What you will do — State how many lines of the records below contain the word "necktie", giving only the number.

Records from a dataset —

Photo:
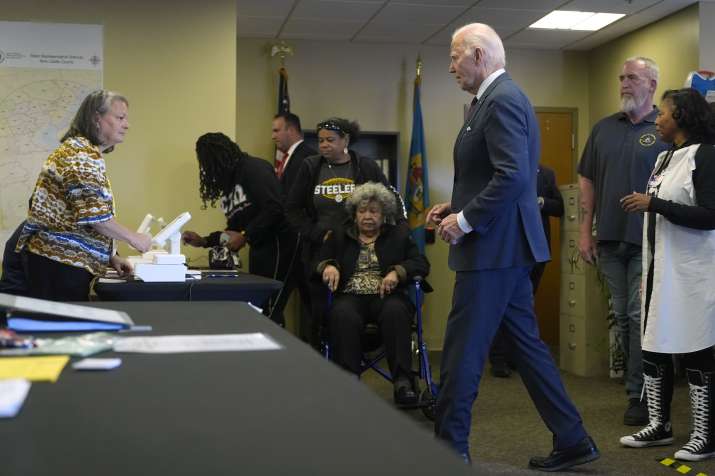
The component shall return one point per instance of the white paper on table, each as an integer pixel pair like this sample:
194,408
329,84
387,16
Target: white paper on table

...

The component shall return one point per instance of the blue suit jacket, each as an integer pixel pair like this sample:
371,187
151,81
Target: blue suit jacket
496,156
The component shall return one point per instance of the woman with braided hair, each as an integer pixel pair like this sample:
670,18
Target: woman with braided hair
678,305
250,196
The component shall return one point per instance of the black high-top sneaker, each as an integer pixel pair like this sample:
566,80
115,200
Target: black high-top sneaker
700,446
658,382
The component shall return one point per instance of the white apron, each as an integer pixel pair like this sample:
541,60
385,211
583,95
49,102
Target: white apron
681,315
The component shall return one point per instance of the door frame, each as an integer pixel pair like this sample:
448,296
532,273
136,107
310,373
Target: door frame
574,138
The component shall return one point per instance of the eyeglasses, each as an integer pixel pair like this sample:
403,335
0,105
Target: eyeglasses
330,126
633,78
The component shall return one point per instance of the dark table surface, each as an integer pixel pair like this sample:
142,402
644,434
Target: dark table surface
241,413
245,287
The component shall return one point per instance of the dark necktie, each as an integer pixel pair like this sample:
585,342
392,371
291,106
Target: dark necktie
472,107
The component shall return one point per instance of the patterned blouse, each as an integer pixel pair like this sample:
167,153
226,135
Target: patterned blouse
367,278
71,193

Finished exercise — 2